**Set exercise:** Rescale the lines from the one that contains "In the photo above, each instance of the black" through the last line, reproducing every line in that span, including those without coordinates. Multiply each x and y coordinate in the bracketed points by 2.1, rounding to the nearest whole number with halves rounded up.
--- start ---
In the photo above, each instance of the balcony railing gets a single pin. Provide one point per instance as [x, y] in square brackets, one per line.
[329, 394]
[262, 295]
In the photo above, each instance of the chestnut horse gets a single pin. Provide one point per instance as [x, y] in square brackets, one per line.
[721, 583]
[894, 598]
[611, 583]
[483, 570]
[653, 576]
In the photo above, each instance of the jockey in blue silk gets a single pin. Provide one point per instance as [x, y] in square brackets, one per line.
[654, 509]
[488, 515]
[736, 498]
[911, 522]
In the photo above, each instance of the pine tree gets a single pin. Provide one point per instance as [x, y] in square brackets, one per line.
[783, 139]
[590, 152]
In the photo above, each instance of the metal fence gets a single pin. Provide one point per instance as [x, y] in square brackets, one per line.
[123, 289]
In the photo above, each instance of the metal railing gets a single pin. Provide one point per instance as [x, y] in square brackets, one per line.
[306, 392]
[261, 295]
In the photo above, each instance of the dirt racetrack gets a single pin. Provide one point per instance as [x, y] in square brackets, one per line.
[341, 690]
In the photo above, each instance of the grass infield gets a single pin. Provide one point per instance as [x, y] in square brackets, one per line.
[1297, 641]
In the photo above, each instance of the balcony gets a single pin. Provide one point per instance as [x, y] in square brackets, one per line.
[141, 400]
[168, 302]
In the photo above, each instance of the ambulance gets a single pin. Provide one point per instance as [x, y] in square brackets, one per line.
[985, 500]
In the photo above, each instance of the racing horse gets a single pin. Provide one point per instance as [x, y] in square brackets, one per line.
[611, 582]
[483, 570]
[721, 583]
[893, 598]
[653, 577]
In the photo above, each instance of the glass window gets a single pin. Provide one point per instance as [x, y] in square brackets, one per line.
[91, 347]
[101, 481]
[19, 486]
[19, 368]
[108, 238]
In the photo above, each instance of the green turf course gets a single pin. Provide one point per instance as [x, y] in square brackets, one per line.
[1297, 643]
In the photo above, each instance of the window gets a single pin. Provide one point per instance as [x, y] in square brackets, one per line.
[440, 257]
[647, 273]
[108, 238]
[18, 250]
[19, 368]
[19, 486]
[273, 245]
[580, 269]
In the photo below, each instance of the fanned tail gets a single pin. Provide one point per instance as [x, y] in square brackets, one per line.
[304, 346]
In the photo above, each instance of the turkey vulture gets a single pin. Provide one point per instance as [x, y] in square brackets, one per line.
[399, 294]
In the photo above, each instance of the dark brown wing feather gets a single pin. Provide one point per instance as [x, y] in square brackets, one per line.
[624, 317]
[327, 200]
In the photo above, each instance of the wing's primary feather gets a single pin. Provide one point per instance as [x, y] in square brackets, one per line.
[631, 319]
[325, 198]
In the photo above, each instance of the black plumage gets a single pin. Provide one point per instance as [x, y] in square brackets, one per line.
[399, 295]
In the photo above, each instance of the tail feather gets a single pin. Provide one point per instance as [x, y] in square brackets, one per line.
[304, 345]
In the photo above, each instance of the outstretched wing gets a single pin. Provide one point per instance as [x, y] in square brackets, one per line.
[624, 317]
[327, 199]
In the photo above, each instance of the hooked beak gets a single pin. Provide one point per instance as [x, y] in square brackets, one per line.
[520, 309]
--- end ---
**Result of the task:**
In the photo above, each instance of the black plumage gets a single pin. Provide one point per instance as [x, y] in square brackets, one per line.
[838, 620]
In the photo above, each instance of the tail feather gets a single pin. Provide one point per instance as [x, y] in square brackets, one per line.
[638, 725]
In the photo above, each instance of the outstretched wing gets a single pin. Provide one point per instance as [x, y] in square brackets, one per line.
[1310, 666]
[687, 418]
In the photo above, each instance of the hooked beak gets a single pin. Provide one point per instance as [x, y] in square brackets, one per line.
[1092, 649]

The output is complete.